* Assigned task
Check every line of the data for the string "below" and copy the ones that have it.
*** Opening Data listing ***
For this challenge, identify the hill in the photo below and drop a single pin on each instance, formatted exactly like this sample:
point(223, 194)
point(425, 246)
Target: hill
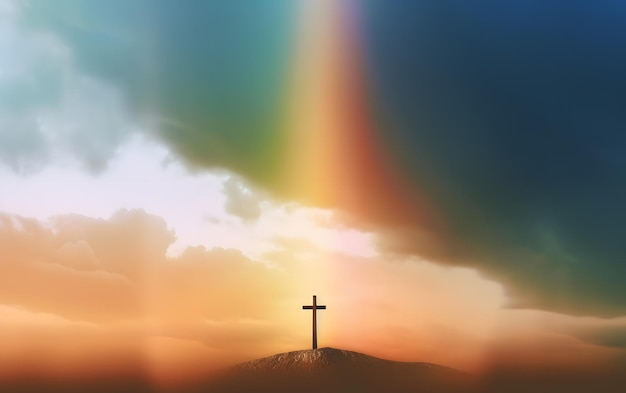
point(333, 370)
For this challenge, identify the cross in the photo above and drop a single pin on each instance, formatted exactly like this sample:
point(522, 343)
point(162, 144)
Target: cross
point(314, 307)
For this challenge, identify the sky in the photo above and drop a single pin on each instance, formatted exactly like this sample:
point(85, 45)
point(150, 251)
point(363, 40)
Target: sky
point(178, 178)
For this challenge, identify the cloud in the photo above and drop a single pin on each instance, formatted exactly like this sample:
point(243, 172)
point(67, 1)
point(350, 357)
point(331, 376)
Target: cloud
point(49, 109)
point(501, 120)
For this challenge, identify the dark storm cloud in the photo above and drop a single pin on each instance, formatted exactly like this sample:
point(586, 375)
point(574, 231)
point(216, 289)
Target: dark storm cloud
point(208, 75)
point(511, 118)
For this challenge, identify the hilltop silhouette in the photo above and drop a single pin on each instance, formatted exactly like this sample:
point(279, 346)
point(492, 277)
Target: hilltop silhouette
point(333, 370)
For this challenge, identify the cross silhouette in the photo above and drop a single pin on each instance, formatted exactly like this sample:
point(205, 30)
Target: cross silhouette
point(314, 307)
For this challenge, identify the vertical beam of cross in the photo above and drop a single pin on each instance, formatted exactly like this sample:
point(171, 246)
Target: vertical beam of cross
point(314, 307)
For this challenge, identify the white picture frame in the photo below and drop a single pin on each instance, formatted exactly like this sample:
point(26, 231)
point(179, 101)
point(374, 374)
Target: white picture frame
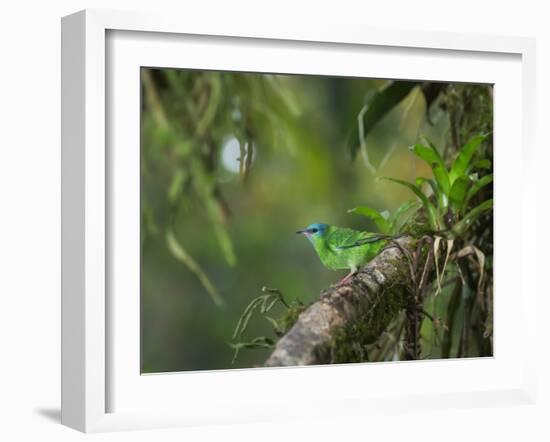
point(93, 330)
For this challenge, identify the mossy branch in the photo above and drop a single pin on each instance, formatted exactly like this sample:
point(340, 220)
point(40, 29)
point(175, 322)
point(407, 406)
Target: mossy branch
point(354, 314)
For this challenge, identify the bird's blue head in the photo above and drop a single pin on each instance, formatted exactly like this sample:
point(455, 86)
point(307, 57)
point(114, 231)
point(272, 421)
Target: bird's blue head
point(314, 231)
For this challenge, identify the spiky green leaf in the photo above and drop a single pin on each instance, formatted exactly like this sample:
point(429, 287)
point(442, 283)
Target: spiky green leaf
point(465, 223)
point(433, 217)
point(382, 223)
point(459, 190)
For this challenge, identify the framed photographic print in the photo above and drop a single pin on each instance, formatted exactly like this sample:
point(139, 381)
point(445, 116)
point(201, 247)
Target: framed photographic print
point(263, 223)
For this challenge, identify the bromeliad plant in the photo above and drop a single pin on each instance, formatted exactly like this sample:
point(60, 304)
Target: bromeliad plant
point(452, 189)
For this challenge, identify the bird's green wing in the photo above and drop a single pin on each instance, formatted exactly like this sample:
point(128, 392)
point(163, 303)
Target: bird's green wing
point(353, 238)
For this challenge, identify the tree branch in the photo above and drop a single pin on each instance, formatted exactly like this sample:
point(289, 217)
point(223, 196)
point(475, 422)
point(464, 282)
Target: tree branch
point(351, 315)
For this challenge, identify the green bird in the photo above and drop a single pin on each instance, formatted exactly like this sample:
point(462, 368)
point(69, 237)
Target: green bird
point(343, 248)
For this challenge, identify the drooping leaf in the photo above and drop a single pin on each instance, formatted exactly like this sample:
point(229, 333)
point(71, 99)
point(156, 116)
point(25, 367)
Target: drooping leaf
point(463, 225)
point(380, 104)
point(430, 208)
point(462, 161)
point(382, 223)
point(179, 252)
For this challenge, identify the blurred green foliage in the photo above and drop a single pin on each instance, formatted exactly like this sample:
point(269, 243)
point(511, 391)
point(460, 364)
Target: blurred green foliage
point(232, 164)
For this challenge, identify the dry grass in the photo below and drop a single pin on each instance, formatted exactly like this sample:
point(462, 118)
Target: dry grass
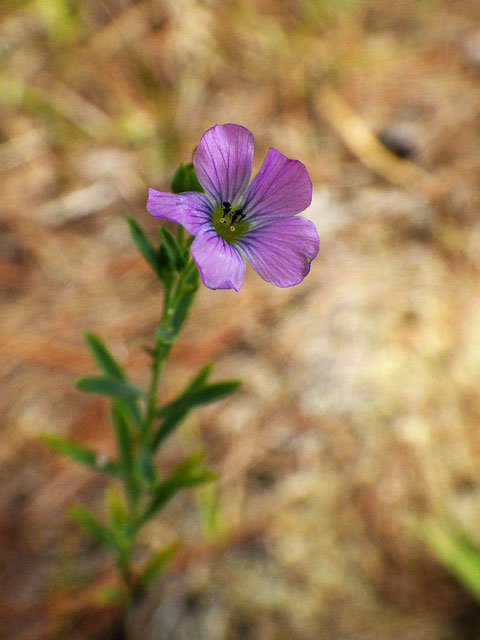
point(360, 406)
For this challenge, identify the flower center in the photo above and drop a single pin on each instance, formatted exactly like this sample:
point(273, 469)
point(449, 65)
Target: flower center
point(228, 222)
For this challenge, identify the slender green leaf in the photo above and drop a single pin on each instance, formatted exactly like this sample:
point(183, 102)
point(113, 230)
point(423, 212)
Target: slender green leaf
point(108, 387)
point(174, 412)
point(93, 527)
point(79, 453)
point(104, 359)
point(164, 335)
point(182, 307)
point(111, 369)
point(173, 249)
point(147, 469)
point(144, 245)
point(117, 510)
point(125, 448)
point(157, 563)
point(187, 474)
point(185, 179)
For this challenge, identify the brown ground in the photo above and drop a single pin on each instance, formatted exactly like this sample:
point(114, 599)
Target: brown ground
point(360, 406)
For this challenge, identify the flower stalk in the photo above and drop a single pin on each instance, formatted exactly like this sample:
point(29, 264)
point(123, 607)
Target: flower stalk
point(140, 423)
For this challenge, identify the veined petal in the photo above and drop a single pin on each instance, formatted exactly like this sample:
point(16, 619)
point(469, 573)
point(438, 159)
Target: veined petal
point(281, 187)
point(223, 162)
point(280, 249)
point(220, 264)
point(191, 209)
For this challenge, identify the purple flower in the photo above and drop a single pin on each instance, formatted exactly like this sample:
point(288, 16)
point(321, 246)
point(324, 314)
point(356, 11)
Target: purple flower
point(234, 220)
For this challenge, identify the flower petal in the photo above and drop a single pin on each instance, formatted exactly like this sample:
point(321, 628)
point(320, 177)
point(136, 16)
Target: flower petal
point(223, 162)
point(282, 187)
point(281, 249)
point(190, 209)
point(220, 264)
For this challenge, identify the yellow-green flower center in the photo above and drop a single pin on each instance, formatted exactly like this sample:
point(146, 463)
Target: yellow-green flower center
point(229, 222)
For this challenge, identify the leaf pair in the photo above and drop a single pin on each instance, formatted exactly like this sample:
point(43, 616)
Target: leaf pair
point(198, 392)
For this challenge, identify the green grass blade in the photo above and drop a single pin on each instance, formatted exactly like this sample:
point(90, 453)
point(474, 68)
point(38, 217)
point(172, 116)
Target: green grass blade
point(79, 453)
point(108, 387)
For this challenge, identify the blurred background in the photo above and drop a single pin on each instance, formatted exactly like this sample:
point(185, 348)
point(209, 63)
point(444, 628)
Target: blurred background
point(360, 410)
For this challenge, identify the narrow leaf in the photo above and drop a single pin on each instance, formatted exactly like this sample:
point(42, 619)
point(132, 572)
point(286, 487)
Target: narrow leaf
point(108, 387)
point(147, 469)
point(104, 359)
point(158, 563)
point(79, 453)
point(111, 369)
point(93, 527)
point(117, 509)
point(174, 412)
point(125, 452)
point(185, 475)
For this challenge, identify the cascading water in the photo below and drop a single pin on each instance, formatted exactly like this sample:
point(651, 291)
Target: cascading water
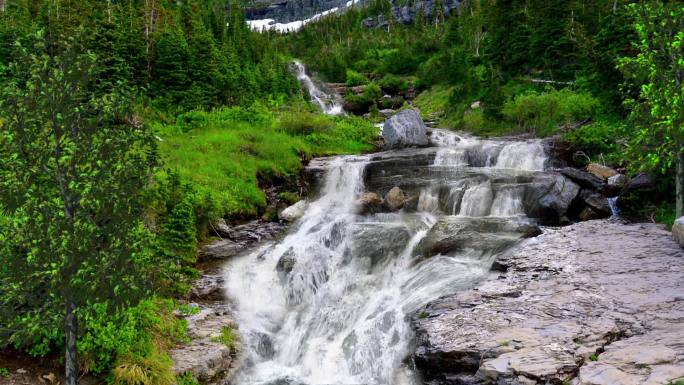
point(330, 303)
point(329, 103)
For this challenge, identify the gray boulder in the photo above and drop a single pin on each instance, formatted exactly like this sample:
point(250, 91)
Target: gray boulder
point(293, 212)
point(583, 178)
point(597, 202)
point(395, 199)
point(370, 202)
point(405, 129)
point(678, 231)
point(549, 197)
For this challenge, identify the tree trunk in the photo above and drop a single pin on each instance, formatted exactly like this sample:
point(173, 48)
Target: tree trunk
point(70, 363)
point(679, 181)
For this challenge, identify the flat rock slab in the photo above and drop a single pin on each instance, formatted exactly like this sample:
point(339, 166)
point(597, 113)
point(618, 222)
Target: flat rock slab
point(209, 360)
point(594, 303)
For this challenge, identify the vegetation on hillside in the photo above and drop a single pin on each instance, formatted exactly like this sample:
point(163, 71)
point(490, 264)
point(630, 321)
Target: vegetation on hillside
point(127, 127)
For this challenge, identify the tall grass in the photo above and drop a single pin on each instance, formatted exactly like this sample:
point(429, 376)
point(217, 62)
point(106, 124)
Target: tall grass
point(227, 152)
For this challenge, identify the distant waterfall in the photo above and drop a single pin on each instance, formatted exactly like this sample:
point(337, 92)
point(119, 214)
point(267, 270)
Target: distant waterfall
point(329, 103)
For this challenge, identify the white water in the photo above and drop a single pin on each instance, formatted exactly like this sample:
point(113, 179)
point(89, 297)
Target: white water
point(330, 104)
point(341, 315)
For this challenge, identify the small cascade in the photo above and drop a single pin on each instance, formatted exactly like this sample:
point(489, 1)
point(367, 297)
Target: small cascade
point(330, 303)
point(508, 202)
point(615, 210)
point(329, 103)
point(428, 201)
point(522, 156)
point(477, 200)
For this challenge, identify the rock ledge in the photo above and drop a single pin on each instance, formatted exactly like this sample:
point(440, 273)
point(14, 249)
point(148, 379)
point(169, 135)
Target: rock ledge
point(595, 303)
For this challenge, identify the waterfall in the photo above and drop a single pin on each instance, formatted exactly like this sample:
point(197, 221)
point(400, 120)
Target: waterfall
point(522, 156)
point(477, 200)
point(330, 104)
point(330, 303)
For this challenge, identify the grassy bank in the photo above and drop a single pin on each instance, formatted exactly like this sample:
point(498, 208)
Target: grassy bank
point(228, 152)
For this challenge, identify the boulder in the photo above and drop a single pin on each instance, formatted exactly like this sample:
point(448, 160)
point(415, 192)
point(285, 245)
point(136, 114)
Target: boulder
point(286, 262)
point(549, 197)
point(379, 242)
point(601, 171)
point(678, 231)
point(583, 178)
point(636, 192)
point(615, 185)
point(405, 129)
point(387, 113)
point(395, 199)
point(370, 202)
point(641, 182)
point(221, 249)
point(293, 212)
point(597, 202)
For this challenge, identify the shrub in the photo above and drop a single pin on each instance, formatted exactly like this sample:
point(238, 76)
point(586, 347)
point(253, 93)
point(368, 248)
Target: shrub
point(393, 84)
point(130, 336)
point(355, 79)
point(155, 369)
point(543, 112)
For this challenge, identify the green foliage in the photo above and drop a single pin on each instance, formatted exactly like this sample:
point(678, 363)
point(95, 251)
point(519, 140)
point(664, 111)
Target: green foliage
point(603, 138)
point(393, 84)
point(289, 197)
point(544, 112)
point(186, 379)
point(224, 157)
point(298, 123)
point(354, 78)
point(154, 369)
point(139, 331)
point(74, 165)
point(227, 337)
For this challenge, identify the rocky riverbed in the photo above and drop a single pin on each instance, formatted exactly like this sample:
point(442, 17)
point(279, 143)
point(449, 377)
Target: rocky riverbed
point(593, 303)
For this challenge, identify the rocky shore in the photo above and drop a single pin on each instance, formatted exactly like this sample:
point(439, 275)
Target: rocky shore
point(213, 353)
point(594, 303)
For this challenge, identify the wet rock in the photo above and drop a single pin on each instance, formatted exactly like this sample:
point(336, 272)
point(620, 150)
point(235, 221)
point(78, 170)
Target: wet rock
point(395, 199)
point(293, 212)
point(549, 197)
point(371, 202)
point(636, 192)
point(379, 241)
point(208, 360)
point(593, 288)
point(600, 171)
point(286, 262)
point(597, 202)
point(583, 178)
point(387, 113)
point(405, 129)
point(615, 185)
point(235, 239)
point(452, 234)
point(220, 249)
point(641, 182)
point(678, 231)
point(208, 288)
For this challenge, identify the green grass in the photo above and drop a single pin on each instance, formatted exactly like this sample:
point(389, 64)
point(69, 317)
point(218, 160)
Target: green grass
*** Closing Data listing ***
* Result of the task
For this challenge, identify the hill in the photo below and drop a single pin on each instance, formatted exactly like this sample:
For this challenge, identify the white picture frame in the photo below and drop a single pin on each instance, formatted exactly like this sample:
For this challenge, identify the dry grass in the photo below and drop a single pin on each instance, formatted exactly like this sample:
For this challenge, identify the cascading water in the photo below and drop a single pin on each instance, formatted exactly like this sample:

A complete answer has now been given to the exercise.